■ **Assigned task**
Omit the pictures and reproduce the rest of the listing exactly.

[Information shown — start]

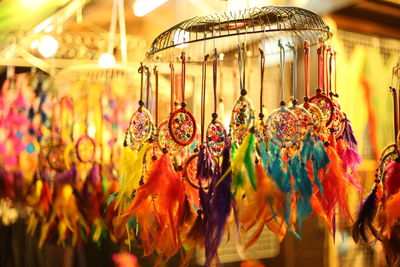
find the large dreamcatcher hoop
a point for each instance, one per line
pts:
(216, 133)
(86, 146)
(305, 118)
(182, 125)
(141, 125)
(242, 113)
(260, 129)
(320, 99)
(282, 124)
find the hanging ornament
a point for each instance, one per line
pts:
(141, 125)
(164, 137)
(282, 124)
(305, 118)
(182, 125)
(320, 99)
(242, 113)
(86, 145)
(314, 110)
(216, 133)
(259, 125)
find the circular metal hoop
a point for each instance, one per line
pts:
(85, 148)
(269, 23)
(326, 105)
(182, 126)
(215, 138)
(242, 119)
(140, 126)
(283, 127)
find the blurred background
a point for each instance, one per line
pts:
(64, 38)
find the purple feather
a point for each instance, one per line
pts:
(348, 135)
(365, 218)
(204, 165)
(220, 206)
(92, 180)
(67, 177)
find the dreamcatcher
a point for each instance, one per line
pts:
(305, 118)
(182, 125)
(216, 133)
(314, 110)
(242, 113)
(165, 141)
(141, 125)
(320, 99)
(282, 124)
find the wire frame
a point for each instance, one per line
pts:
(226, 30)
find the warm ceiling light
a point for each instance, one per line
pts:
(142, 7)
(106, 61)
(48, 46)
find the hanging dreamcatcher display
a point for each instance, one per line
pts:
(164, 137)
(320, 99)
(216, 133)
(182, 125)
(305, 118)
(242, 118)
(283, 125)
(141, 124)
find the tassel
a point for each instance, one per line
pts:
(130, 169)
(351, 160)
(335, 185)
(348, 135)
(67, 177)
(366, 216)
(243, 163)
(303, 186)
(320, 160)
(268, 207)
(392, 178)
(217, 213)
(159, 201)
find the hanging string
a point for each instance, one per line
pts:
(262, 67)
(172, 78)
(215, 74)
(148, 74)
(306, 71)
(396, 111)
(140, 70)
(282, 69)
(320, 52)
(203, 95)
(183, 77)
(294, 51)
(156, 85)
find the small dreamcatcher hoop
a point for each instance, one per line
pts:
(305, 118)
(164, 139)
(314, 111)
(282, 124)
(141, 125)
(182, 125)
(216, 133)
(320, 99)
(242, 113)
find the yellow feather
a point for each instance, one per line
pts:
(129, 171)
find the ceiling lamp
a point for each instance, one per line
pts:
(143, 7)
(48, 46)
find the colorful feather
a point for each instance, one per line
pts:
(392, 178)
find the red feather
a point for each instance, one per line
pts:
(392, 178)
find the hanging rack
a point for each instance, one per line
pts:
(271, 22)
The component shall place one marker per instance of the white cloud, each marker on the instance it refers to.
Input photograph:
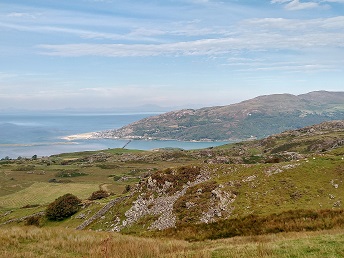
(250, 35)
(293, 5)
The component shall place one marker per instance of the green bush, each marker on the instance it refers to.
(63, 207)
(98, 195)
(33, 221)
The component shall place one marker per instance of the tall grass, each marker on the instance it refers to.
(39, 242)
(27, 242)
(289, 221)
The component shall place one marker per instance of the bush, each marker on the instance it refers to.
(63, 207)
(33, 221)
(98, 195)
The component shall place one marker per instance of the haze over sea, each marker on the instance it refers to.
(28, 134)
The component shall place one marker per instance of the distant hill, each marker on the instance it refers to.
(255, 118)
(259, 185)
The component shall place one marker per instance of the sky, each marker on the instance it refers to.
(113, 54)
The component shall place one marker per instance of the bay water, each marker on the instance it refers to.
(28, 134)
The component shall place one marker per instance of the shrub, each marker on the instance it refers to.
(98, 195)
(63, 207)
(33, 221)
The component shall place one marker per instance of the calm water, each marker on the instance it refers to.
(26, 135)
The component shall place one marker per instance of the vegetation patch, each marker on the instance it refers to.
(70, 173)
(290, 221)
(63, 207)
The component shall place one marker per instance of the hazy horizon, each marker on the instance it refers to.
(109, 54)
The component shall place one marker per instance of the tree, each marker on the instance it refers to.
(63, 207)
(98, 195)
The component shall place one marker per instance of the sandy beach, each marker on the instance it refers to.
(82, 136)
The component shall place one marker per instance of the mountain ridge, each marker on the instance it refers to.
(240, 121)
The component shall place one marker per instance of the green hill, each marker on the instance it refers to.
(286, 182)
(258, 117)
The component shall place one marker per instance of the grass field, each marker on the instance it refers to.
(43, 193)
(56, 242)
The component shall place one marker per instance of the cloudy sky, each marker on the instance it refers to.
(182, 53)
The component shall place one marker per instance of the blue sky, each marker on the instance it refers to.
(110, 54)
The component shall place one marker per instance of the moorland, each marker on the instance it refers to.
(279, 196)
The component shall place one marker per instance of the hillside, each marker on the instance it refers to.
(258, 117)
(286, 182)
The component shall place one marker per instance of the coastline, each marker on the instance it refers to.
(82, 136)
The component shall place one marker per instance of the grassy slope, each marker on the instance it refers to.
(313, 182)
(55, 242)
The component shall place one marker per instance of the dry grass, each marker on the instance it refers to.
(43, 193)
(57, 242)
(38, 242)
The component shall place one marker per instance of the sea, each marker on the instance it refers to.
(41, 134)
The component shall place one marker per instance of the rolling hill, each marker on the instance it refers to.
(254, 118)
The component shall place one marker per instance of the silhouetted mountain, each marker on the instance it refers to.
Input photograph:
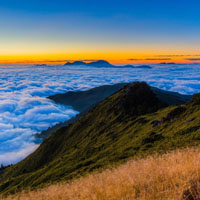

[Information shown — finish]

■ **Task output**
find the large dreamcatcher hoop
a point for each instance, one per line
pts:
(216, 133)
(86, 146)
(305, 118)
(182, 125)
(141, 125)
(242, 113)
(260, 129)
(320, 99)
(282, 124)
find the hanging ornament
a point for each instance, one per line
pts:
(141, 125)
(164, 137)
(282, 124)
(305, 118)
(182, 125)
(320, 99)
(242, 113)
(86, 145)
(314, 110)
(216, 133)
(259, 125)
find the circular metal hoop
a point for each instance, one per line
pts:
(85, 148)
(269, 23)
(326, 105)
(182, 126)
(215, 138)
(242, 119)
(140, 126)
(283, 127)
find the blurred background
a point for each instance, one per line
pts:
(64, 38)
find the purple feather
a point for each instance, one per line
pts:
(348, 135)
(365, 218)
(204, 165)
(220, 206)
(92, 180)
(67, 177)
find the dreamcatcher
a point for each instance, one per line
pts:
(305, 118)
(182, 125)
(216, 133)
(314, 110)
(242, 113)
(165, 141)
(141, 125)
(320, 99)
(282, 124)
find the wire frame
a point for each instance, one per line
pts:
(226, 30)
find the warm ceiling light
a point for each instance, one per line
pts:
(142, 7)
(106, 61)
(48, 46)
find the hanging dreamcatcher display
a point for each instance, one per line
pts:
(164, 137)
(320, 99)
(216, 133)
(182, 125)
(305, 118)
(242, 118)
(283, 125)
(141, 124)
find the tassel
a point for each instance, one per line
pts:
(130, 169)
(351, 160)
(335, 185)
(348, 135)
(67, 177)
(366, 216)
(243, 163)
(303, 186)
(320, 160)
(268, 207)
(392, 178)
(217, 213)
(159, 201)
find the hanging string
a point for each instance, one per line
pts:
(262, 67)
(172, 78)
(215, 74)
(148, 74)
(306, 71)
(396, 111)
(140, 70)
(282, 69)
(320, 52)
(203, 95)
(183, 77)
(294, 51)
(156, 85)
find the small dreamcatcher hoop
a point for each instance, one per line
pts:
(305, 118)
(164, 139)
(314, 111)
(282, 124)
(141, 125)
(182, 125)
(216, 133)
(320, 99)
(242, 113)
find the yellow feather
a point for each instance, one per line
pts:
(129, 171)
find the ceiling lamp
a point for each instance, one per line
pts:
(143, 7)
(48, 46)
find the colorful feather
a point for each instance, one per line
pts:
(392, 178)
find the red feather
a point for each instance, one per line
pts:
(392, 178)
find the hanging rack
a point for each instance, one per line
pts:
(271, 22)
The component shall place one marker per instance of the white cloud, each marker on the instance it refers to.
Input photograph:
(250, 35)
(293, 5)
The component shall place one marker per instance of the green bush, each marker on the instance it refers to.
(63, 207)
(98, 195)
(33, 221)
The component shall place one marker per instance of the tall grass, each marker on the instance it refers to.
(39, 242)
(27, 242)
(289, 221)
The component shall place one marker per instance of the bush, each marker on the instance it refers to.
(63, 207)
(33, 221)
(98, 195)
The component shall place one marker per instance of the haze over sea, each marker on the instance it refers to.
(28, 134)
The component shall place one marker per instance of the distant hill, each marker on the instance it refers to.
(255, 118)
(259, 185)
The component shall place one marker per instance of the sky, each marker on the instance it refers to.
(113, 54)
The component shall place one marker per instance of the bay water, each marker on the instance it refers to.
(28, 134)
The component shall place one marker per instance of the shrub, each marker on the instance it refers to.
(98, 195)
(63, 207)
(33, 221)
The component shall place one marker per instance of the calm water, each marker on the instance it refers to.
(26, 135)
The component shall place one marker per instance of the vegetation patch, each marker on the instance it refers to.
(70, 173)
(290, 221)
(63, 207)
The component shall place one marker per instance of the hazy horizon, each marker on the instance it refers to.
(109, 54)
The component shall place one marker per instance of the tree, each marker on the instance it refers to.
(63, 207)
(98, 195)
The component shall place one marker per instance of the sandy beach, each marker on the instance it refers to.
(82, 136)
The component shall place one marker per instance of the mountain ridge, each marker on the instance it refers to.
(240, 121)
The component shall place one marker per instance of the green hill, each marker on the instance it refers to.
(286, 182)
(258, 117)
The component shall place one marker per instance of the grass field, each marker on the instance it refers to.
(43, 193)
(56, 242)
The component shall place one marker per instance of the cloudy sky, each marker on the instance it refers to.
(182, 53)
The component shall place one marker per instance of the blue sky, each marker on the instance it refers to.
(110, 54)
The component shall place one marker per instance of the moorland, each marker on the instance it refers to.
(279, 196)
The component shall place one marker per instance of the hillside, each marker on the instance it refers to.
(258, 117)
(286, 182)
The component shall place one marker per instance of the coastline, each marker on the instance it refers to.
(82, 136)
The component shall place one marker per instance of the grassy slope, each marker on the instance it refers to.
(313, 182)
(55, 242)
The component shall place one marker per instance of the dry grass, each marker on the instance it refers to.
(43, 193)
(57, 242)
(38, 242)
The component shall place one marker per instance of the sea, each marker on the instance it refers to.
(41, 134)
The component shall place one marker per instance of the rolling hill, each marker on the instance it refers to.
(254, 118)
The component shall place one marker per instance of the silhouetted mountain, each marker on the instance it refers to.
Input photograph:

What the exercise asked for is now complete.